Set task
Scale the data from the line containing "outline: ceiling fan blade" through the end of the data, both ends included. Reproduce every one of those lines, the requests too, multiplying each coordinate in the answers by 0.95 and rounding to whole numbers with halves rounded up.

Source records

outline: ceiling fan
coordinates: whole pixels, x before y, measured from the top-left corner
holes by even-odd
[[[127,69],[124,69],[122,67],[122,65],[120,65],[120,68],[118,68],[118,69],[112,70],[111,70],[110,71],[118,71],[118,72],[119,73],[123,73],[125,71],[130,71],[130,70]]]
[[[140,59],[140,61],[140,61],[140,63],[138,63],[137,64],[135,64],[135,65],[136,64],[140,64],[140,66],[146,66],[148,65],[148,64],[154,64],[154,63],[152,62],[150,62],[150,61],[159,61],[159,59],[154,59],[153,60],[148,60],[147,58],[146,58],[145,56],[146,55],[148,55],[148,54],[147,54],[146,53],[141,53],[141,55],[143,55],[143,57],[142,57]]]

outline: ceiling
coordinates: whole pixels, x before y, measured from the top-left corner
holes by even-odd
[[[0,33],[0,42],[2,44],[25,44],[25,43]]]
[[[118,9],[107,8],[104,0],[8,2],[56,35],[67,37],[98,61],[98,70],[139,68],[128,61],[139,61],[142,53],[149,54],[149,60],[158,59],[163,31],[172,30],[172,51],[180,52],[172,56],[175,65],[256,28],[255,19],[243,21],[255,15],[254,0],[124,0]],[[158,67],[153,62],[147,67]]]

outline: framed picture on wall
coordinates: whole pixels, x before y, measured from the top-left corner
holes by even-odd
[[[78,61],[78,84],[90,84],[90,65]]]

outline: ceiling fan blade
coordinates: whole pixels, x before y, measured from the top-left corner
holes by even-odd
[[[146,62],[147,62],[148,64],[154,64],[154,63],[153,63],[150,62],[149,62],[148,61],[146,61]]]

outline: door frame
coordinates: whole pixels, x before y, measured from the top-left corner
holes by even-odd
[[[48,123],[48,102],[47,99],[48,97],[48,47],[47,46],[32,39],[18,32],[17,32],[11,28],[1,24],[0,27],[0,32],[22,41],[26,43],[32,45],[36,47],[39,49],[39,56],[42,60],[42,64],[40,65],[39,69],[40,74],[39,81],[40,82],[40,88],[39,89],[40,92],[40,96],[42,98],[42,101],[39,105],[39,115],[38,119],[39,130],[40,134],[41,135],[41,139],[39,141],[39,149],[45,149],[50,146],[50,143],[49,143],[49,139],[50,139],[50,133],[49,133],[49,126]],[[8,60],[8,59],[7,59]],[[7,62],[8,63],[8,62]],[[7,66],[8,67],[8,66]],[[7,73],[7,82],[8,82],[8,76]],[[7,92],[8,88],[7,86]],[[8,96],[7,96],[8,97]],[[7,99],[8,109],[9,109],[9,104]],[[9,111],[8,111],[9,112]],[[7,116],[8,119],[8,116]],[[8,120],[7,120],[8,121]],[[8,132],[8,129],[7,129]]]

Worked solution
outline: ceiling fan blade
coordinates: whole pixels, x before y, measured from the top-left corner
holes by even-odd
[[[139,59],[140,59],[141,61],[146,61],[146,60],[145,60],[143,59],[142,59],[141,58],[139,58]]]

outline: door frame
coordinates: whole pixels, x before y, measured from the top-left corner
holes by even-odd
[[[46,117],[46,97],[45,94],[46,92],[46,45],[45,44],[30,37],[17,30],[16,30],[10,27],[1,23],[0,26],[0,30],[21,39],[25,41],[30,43],[34,45],[37,47],[37,53],[40,57],[40,61],[38,62],[37,66],[38,70],[37,77],[38,78],[38,84],[37,85],[38,87],[38,91],[40,93],[40,96],[37,100],[37,109],[36,113],[37,124],[38,127],[39,128],[39,132],[37,134],[37,142],[43,142],[48,139],[48,136],[47,136],[47,132],[48,132],[48,126],[47,126],[47,120]],[[8,57],[8,56],[7,56]],[[7,59],[8,60],[8,59]],[[7,63],[8,64],[8,63]],[[7,69],[7,78],[8,78],[8,72]],[[7,87],[8,84],[7,82]],[[8,91],[7,91],[8,92]],[[7,94],[8,104],[9,104],[9,99]],[[9,105],[8,105],[9,106]],[[7,110],[8,113],[8,110]],[[8,114],[7,114],[8,115]],[[8,125],[8,123],[7,123]]]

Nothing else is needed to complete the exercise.